• Input material:

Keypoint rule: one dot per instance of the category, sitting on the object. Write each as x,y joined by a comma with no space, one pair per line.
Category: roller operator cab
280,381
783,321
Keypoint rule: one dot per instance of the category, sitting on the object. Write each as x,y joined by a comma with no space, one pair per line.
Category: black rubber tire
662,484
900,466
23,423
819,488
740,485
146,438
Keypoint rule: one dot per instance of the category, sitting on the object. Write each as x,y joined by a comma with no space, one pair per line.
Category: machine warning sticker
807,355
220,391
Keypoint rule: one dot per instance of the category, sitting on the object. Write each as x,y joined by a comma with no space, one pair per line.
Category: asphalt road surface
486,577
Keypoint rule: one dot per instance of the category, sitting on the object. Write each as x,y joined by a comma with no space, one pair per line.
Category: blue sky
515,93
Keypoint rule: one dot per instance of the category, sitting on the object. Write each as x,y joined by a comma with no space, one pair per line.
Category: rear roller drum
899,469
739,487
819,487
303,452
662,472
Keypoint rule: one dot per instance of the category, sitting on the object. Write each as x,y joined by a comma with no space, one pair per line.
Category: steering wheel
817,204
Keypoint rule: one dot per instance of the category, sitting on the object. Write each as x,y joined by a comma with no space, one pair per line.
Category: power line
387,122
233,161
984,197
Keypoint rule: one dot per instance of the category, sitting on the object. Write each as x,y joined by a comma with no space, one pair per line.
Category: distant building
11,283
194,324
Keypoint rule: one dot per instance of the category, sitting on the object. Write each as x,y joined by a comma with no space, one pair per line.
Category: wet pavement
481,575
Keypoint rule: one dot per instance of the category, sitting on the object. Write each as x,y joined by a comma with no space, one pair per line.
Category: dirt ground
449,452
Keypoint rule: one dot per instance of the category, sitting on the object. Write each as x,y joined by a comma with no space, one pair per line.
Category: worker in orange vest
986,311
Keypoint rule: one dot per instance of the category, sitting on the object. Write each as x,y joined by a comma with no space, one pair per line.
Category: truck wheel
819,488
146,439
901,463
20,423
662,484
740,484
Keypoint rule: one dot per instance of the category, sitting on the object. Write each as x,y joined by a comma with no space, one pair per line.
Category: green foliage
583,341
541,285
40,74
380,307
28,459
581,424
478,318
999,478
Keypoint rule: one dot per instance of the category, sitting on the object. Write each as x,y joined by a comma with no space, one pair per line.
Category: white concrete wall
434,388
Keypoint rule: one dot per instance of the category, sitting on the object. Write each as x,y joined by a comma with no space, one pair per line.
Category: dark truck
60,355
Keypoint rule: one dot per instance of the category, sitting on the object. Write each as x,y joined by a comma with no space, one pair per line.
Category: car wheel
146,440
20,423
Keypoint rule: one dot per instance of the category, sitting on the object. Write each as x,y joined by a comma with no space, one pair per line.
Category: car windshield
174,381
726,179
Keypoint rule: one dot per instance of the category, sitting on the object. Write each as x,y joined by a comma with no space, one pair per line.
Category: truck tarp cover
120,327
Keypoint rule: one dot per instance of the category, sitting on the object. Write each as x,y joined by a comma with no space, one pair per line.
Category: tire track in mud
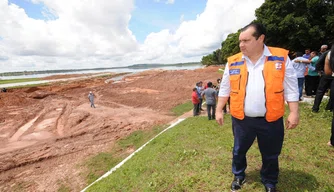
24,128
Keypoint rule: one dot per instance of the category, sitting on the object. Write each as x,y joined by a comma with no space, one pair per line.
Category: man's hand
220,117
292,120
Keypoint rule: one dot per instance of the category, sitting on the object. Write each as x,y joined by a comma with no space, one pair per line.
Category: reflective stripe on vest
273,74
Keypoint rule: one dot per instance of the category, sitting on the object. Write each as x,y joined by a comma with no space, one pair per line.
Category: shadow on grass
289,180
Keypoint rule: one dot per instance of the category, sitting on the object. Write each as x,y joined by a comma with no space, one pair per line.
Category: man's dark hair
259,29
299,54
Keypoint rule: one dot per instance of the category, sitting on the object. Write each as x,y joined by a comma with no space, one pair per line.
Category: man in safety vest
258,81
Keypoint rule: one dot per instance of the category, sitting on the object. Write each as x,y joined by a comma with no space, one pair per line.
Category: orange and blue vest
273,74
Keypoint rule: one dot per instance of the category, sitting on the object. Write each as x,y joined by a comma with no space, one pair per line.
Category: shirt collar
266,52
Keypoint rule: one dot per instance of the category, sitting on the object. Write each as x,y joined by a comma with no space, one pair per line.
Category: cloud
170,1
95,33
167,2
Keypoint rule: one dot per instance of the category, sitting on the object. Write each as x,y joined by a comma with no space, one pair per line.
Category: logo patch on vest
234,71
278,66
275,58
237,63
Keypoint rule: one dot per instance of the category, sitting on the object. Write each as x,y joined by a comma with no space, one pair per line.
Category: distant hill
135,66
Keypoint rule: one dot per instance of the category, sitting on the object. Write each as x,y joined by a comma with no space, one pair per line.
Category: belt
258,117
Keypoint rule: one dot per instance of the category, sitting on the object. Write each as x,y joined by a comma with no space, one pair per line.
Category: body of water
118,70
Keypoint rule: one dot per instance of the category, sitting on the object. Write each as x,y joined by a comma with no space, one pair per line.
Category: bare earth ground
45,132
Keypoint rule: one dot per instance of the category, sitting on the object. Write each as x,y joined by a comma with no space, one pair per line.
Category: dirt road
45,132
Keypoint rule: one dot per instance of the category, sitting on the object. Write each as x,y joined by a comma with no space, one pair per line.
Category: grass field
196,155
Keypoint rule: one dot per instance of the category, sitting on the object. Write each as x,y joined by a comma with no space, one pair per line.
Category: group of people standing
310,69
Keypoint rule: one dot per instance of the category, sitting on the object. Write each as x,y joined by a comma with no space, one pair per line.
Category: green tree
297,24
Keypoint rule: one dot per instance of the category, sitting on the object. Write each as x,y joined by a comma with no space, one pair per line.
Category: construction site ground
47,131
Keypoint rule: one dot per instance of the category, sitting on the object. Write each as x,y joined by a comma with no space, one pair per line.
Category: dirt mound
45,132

---

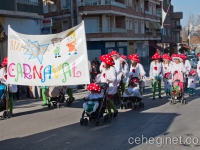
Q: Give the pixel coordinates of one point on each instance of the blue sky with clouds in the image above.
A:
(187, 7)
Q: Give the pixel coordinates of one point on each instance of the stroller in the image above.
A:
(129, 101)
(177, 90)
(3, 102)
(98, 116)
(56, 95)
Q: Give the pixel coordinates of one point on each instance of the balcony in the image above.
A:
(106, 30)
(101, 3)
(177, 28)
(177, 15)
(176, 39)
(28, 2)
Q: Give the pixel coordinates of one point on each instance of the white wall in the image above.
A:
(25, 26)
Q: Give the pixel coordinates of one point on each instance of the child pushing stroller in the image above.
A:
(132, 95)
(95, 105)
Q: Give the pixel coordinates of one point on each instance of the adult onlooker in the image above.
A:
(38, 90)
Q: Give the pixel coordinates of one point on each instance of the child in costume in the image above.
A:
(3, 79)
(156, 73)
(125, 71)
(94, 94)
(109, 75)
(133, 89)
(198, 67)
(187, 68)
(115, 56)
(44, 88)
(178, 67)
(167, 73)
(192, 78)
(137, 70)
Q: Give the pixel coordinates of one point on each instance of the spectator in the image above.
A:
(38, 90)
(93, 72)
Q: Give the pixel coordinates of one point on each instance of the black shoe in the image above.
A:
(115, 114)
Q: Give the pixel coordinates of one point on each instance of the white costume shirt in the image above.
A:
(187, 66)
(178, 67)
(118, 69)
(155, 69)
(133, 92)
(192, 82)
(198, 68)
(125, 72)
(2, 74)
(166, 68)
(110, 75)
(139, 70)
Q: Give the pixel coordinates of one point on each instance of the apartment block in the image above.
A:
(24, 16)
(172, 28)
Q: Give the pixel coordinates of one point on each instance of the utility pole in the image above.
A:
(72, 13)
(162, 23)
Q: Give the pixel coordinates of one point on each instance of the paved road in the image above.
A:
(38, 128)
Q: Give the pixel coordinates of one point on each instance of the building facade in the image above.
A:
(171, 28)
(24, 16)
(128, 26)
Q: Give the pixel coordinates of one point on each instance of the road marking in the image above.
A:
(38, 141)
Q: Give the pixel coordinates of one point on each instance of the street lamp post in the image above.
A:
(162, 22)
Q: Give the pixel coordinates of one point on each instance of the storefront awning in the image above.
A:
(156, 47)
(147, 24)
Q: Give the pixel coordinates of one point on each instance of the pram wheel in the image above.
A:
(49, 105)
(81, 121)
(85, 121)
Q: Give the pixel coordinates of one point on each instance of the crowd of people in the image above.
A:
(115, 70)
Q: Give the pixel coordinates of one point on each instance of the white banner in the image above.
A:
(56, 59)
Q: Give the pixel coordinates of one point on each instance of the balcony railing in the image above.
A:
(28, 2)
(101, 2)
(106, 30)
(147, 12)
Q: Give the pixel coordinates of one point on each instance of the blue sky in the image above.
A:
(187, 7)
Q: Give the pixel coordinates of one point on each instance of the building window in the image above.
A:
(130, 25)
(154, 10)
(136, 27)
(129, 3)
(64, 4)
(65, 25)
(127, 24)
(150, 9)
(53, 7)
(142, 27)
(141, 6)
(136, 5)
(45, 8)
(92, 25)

• What the task requires:
Only the lines holding the word "costume" belong in the answer; copy them from the listing above.

• Answer section:
Q: Give the pixel coordinates of one point on each instance of the child in costume in the image above.
Q: Give the pixel coordinates of one point on each instance of the white costume shirt in the image above.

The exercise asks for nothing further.